Problem statement => Begin at the first line and stop after the line that contains "left=0, top=243, right=78, bottom=280". Write those lines out again with their requests, adding 25 to every coordinate in the answers but not to the numbers in the requests or their format samples, and leave out the pictures.

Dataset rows
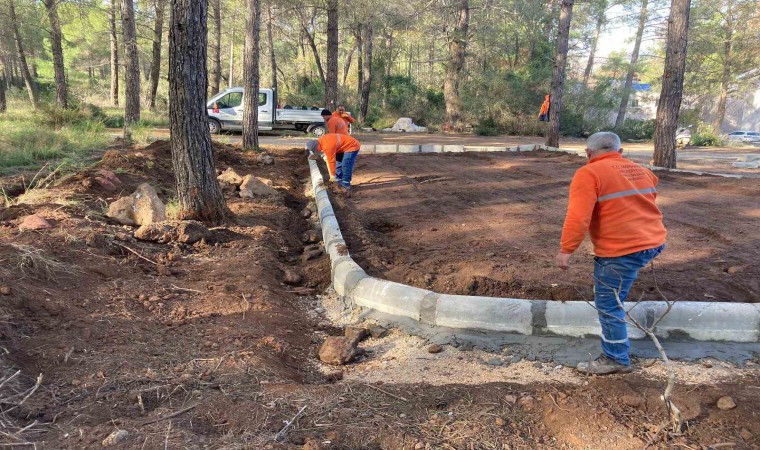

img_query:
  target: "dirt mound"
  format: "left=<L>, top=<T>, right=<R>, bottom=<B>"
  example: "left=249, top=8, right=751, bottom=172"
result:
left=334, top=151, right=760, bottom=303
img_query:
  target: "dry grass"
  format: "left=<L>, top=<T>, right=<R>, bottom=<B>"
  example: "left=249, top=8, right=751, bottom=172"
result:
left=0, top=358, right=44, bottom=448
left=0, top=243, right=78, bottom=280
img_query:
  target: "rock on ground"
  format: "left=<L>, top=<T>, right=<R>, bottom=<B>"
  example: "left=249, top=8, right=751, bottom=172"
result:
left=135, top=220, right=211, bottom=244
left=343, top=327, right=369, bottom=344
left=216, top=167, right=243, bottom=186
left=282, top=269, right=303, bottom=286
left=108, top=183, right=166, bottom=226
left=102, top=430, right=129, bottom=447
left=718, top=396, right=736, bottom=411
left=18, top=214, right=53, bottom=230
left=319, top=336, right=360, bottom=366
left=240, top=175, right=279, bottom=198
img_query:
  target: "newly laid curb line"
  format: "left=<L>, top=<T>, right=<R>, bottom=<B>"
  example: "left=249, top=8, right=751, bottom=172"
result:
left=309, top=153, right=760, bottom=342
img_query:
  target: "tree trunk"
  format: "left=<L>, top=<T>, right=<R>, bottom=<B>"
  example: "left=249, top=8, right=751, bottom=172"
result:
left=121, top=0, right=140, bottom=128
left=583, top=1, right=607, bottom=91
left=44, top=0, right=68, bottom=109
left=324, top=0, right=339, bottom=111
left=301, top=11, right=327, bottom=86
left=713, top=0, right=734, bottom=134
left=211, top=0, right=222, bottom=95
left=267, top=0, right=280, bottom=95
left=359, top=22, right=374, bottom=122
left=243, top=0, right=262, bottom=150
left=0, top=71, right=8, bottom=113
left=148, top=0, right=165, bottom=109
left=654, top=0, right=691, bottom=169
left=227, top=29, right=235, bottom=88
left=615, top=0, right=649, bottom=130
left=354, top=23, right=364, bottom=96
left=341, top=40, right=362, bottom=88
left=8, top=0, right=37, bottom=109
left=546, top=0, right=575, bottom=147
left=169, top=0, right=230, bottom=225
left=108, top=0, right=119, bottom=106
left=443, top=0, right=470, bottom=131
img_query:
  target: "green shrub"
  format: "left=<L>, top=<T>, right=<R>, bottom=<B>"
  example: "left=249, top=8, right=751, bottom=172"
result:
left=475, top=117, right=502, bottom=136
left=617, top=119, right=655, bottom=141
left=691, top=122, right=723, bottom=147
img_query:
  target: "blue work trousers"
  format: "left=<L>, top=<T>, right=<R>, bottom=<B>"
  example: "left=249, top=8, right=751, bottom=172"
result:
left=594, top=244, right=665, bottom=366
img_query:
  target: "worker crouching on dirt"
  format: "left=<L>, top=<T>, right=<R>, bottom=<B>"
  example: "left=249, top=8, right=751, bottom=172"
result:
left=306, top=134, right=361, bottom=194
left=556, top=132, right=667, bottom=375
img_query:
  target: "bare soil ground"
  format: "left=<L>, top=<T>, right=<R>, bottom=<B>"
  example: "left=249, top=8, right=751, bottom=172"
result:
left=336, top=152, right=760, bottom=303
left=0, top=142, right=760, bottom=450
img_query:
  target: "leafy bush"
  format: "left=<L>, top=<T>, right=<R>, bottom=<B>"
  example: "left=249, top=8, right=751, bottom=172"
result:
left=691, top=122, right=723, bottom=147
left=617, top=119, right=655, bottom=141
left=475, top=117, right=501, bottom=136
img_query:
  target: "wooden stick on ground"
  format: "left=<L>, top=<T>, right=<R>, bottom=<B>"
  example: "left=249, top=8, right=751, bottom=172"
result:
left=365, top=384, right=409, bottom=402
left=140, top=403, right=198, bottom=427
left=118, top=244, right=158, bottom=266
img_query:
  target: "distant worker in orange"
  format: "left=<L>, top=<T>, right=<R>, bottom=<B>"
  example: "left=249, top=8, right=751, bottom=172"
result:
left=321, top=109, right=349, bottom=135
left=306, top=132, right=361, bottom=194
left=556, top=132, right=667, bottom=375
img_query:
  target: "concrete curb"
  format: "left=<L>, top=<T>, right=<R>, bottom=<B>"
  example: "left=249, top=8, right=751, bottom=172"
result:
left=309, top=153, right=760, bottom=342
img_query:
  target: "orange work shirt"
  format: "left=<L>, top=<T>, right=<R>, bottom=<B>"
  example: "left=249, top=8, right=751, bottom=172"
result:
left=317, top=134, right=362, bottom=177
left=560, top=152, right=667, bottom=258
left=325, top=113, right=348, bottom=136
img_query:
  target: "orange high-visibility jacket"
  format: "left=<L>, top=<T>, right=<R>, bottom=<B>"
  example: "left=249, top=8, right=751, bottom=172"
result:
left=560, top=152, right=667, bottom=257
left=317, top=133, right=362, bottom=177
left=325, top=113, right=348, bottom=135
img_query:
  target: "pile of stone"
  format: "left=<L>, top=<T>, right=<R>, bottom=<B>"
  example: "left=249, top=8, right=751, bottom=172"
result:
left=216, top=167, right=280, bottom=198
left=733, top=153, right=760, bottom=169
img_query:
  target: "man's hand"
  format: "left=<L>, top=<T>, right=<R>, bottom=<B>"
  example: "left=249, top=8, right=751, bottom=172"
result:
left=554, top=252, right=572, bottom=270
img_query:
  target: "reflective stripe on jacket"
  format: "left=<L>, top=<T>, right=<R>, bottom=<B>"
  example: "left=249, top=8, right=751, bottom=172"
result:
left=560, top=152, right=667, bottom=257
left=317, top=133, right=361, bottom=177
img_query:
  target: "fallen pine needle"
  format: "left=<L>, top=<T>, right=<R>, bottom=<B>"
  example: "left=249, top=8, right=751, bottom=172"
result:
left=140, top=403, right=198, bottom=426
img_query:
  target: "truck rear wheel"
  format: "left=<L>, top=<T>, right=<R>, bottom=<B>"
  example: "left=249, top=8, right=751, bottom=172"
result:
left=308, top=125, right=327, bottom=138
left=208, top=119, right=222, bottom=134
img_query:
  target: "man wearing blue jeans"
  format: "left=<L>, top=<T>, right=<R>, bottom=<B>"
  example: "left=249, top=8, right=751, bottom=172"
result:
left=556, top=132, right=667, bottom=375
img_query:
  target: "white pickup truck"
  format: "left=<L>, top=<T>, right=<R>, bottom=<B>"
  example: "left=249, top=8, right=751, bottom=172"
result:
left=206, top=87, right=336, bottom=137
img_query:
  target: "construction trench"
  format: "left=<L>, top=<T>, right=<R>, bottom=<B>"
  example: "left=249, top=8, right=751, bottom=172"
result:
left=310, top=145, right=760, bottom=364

Exercise solution =>
img_query:
  target: "dirt mound"
  format: "left=<L>, top=<T>, right=<R>, bottom=<B>"
  example: "left=249, top=8, right=751, bottom=172"
result:
left=359, top=176, right=785, bottom=328
img_query:
  target: "dry grass"
  format: "left=<L>, top=<T>, right=<R>, bottom=<B>"
  example: "left=249, top=8, right=751, bottom=172"
result:
left=25, top=383, right=69, bottom=473
left=25, top=268, right=103, bottom=305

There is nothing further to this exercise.